_BRIEF_: All of the material below is to be restated word for word, apart from the pictures.

_DATASET CONTENT_:
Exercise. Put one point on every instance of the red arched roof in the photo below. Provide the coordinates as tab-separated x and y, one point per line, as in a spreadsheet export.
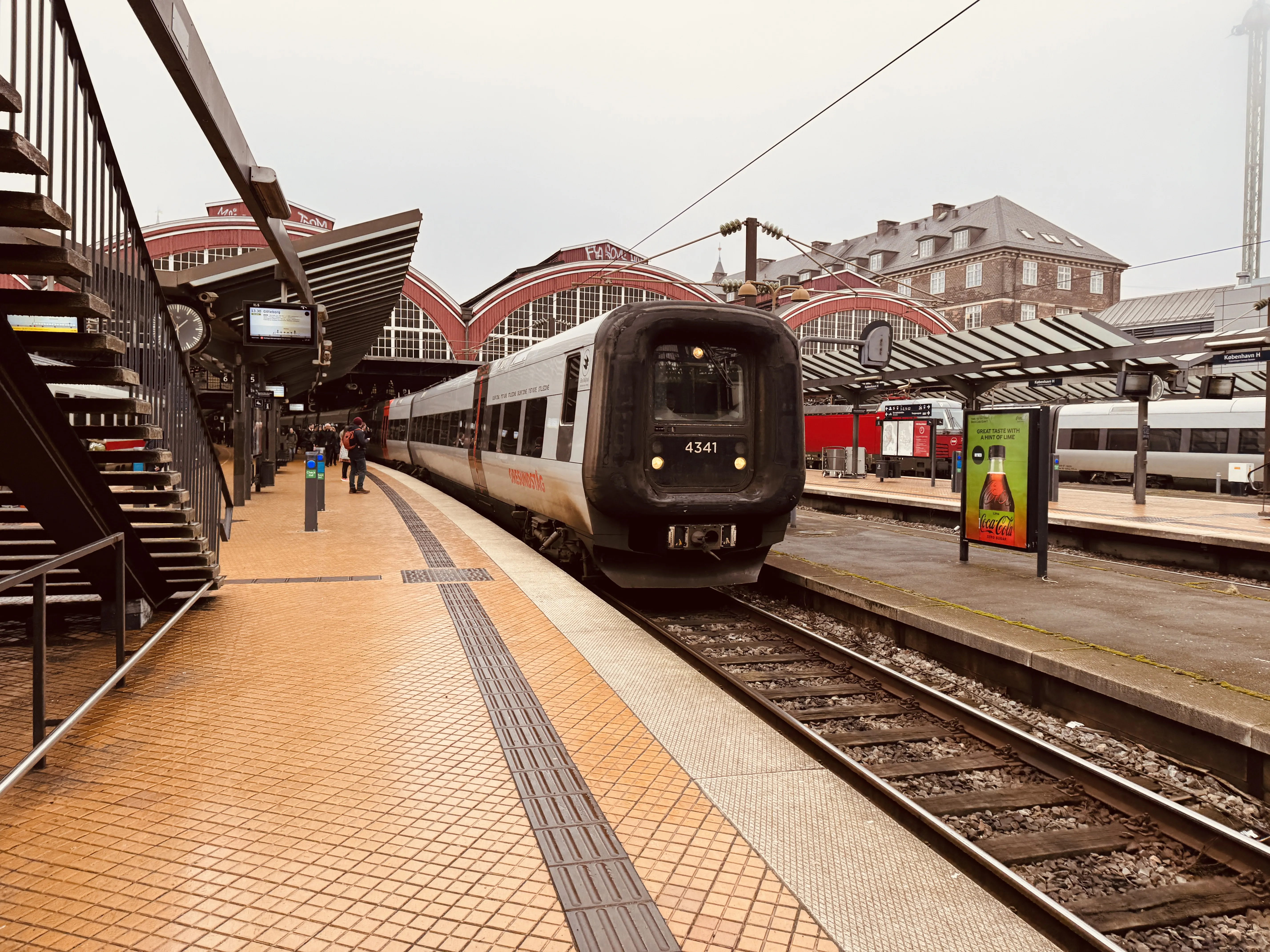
868	300
500	304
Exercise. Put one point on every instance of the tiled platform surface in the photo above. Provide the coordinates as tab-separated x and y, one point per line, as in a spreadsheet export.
310	766
1196	520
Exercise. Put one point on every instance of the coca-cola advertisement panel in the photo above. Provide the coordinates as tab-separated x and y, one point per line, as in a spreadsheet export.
997	506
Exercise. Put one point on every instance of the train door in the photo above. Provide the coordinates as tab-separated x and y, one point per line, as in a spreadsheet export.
480	423
569	409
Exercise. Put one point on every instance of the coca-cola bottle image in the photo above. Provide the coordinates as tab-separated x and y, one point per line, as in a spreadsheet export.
996	502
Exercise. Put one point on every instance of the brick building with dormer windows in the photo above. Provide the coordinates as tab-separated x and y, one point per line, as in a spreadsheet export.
979	264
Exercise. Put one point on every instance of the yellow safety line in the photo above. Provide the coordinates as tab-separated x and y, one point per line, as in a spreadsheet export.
1143	659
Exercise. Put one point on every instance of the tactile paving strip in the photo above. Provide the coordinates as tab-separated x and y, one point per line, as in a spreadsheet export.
605	902
414	576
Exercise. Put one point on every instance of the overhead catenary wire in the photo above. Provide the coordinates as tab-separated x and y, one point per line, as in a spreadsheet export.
808	122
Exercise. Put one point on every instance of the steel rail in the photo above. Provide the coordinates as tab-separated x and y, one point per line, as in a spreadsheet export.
1062	927
63	729
58	562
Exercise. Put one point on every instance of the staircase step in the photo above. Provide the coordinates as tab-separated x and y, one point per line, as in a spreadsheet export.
11	100
148	534
87	376
83	346
177	560
176	517
191	573
18	155
143	431
150	497
140	478
130	456
30	210
105	405
53	304
154	548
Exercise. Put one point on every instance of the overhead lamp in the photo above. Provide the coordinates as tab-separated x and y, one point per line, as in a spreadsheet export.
266	187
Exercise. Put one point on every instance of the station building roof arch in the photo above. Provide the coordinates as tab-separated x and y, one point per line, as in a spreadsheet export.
603	275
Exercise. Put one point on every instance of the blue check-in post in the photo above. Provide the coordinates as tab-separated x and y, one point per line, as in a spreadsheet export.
315	479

_ANSWER TO THE PROBLEM_:
Exercise. Put one point on every instance of the red arched roof in the photo below. Provide the coordinates as tab-separated x and y, one point per line, as in a spreadsheet export.
868	300
500	304
Exercise. Put one point on every instance of the tiled platform surface in the photo above. Provide the coordinates as tab-separated x and y, one point per line, as in a spreadsheet export.
310	766
1196	520
Exercise. Put one point on every instance of the coca-cola advertisement panel in the photo above. Provide the coordinates as tab-separated x and y, one point per line, as in a spreadsheet export.
997	506
Exercise. Put one point on every instance of the train door in the photo above. Provide the coordinates as tab-separated x and y, one point per line, as in a spreadsheet export.
480	423
569	409
Exercise. Put one point on every instance of the coca-cola bottle image in the photo above. Provide the coordinates as tab-separated x and y, one point per line, as in a spreadsheet export.
996	502
Exercise. Put one point on every instance of the brick building with dormer windows in the photo above. Provide the coordinates as tab-separated x and y, one point per line, as in a spreadsheet export.
979	264
Exercise. Put one point on every instance of the yellow safety line in the photo above. Provide the coordinates as tab-separated x and y, one point per line, as in a spreadsheet export.
1143	659
Exercise. Put one point on every instance of the tactile paving strip in the photo above. Provide the coordinates as tab-separated x and y, one point per line, as in a spreadsheet export.
605	902
414	576
Exercise. Put one point on every instance of the overhead catenary wire in the photo above. Provide the coordinates as tab-separated x and y, one point per line, as in a spreadsheet export.
808	122
Exercise. Put one point on every instance of the steel rail in the photo above. Provide the coordinates as tab-separated x and y, one point per line, as in a spreadsheet export.
1062	927
63	729
58	562
Exercise. Put one point on every instance of the staircase step in the photo above. Provide the coordinates as tab-separated x and y, one point per line, as in a spreadsheet export.
11	100
148	534
87	376
83	346
177	560
176	517
191	573
18	155
143	431
150	497
140	478
130	456
30	210
105	405
53	304
154	548
Exercise. Put one point on every instance of the overhead lamp in the photo above. Provide the coordinates as tab-separated x and y, one point per line, as in a spreadsheet export.
266	187
Exercise. Put one point on every instance of the station building roof arch in the photo above. Provide the coordinates as tab-separated x and y, one point per line, as in a spreadsheet export.
603	275
Exercise. Put one point on every instance of the blue check-in post in the photo above. Provide the coordinates as tab-separated x and y, one point per line, as in a spreadsheet export.
315	479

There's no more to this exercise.